-- START --
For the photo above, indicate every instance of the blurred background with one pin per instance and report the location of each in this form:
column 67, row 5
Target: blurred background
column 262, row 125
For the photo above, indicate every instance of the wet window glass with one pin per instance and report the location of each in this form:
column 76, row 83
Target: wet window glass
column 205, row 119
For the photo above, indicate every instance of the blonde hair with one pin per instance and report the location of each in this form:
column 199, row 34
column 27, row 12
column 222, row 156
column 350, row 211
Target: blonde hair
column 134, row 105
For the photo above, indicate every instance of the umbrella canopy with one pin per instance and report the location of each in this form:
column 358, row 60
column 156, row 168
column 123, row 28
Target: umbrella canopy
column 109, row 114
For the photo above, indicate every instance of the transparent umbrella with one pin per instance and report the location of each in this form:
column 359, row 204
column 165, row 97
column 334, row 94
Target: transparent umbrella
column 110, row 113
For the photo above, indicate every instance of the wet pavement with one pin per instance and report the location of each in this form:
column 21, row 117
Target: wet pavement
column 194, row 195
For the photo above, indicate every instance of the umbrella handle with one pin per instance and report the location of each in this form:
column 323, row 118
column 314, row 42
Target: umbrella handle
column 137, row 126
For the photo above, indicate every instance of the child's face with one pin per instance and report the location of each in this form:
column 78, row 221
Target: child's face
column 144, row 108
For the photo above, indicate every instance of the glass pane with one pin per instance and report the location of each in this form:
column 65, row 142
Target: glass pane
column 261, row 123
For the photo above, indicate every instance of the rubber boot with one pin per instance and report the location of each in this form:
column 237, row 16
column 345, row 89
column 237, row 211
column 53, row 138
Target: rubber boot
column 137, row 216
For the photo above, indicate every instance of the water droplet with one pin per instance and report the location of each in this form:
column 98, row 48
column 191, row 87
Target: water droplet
-- END --
▶ _Exercise goal_:
Update the lines above by changing every "pin" to "marker" and leaving everything else unchanged.

▶ _Answer to the problem_:
For the photo above, indicate every instance of the blurred background with one marker per instance and report the location of each in this form:
column 67, row 5
Target: blurred background
column 262, row 125
For the photo above, indicate every instance of the wet window glass with one marker per instance and report the location of each in this form:
column 76, row 83
Target: wet window glass
column 205, row 119
For the photo above, indicate every instance of the blonde hair with one marker per instance and report the location of each in this form:
column 199, row 34
column 27, row 12
column 222, row 156
column 350, row 211
Target: blonde hair
column 134, row 105
For the photo above, indicate every instance of the umbrella canopy with one marker per instance and report the location of each in this form:
column 358, row 60
column 156, row 168
column 123, row 28
Target: umbrella canopy
column 109, row 114
For the photo above, indicate every instance of the transparent umbrella with one marker per instance and report the location of each in this form:
column 359, row 204
column 165, row 97
column 334, row 94
Target: transparent umbrella
column 110, row 113
For the photo above, indicate every instance of the wet pavement with one marker per instance and report the location of each in this form:
column 21, row 117
Target: wet pavement
column 194, row 195
For the photo above, indicate every instance of the umbrella handle with one marker per instance and report the location of each in this form:
column 323, row 118
column 314, row 42
Target: umbrella handle
column 137, row 126
For the photo above, indicate every instance of the child's face with one marker per instance and report the location of each in this form:
column 78, row 221
Target: child's face
column 144, row 108
For the photo above, indicate every instance of the glass pane with one marker per instance and report the location of each in this form:
column 65, row 142
Target: glass pane
column 261, row 123
For the photo above, indicate every instance of the rubber boot with one marker per instance and report the location of each in this form:
column 237, row 16
column 345, row 89
column 237, row 211
column 53, row 138
Target: rubber boot
column 137, row 216
For the photo above, indicate every instance of the water droplet with one marker per instance and report the location of each in this form:
column 98, row 48
column 191, row 87
Target: water droplet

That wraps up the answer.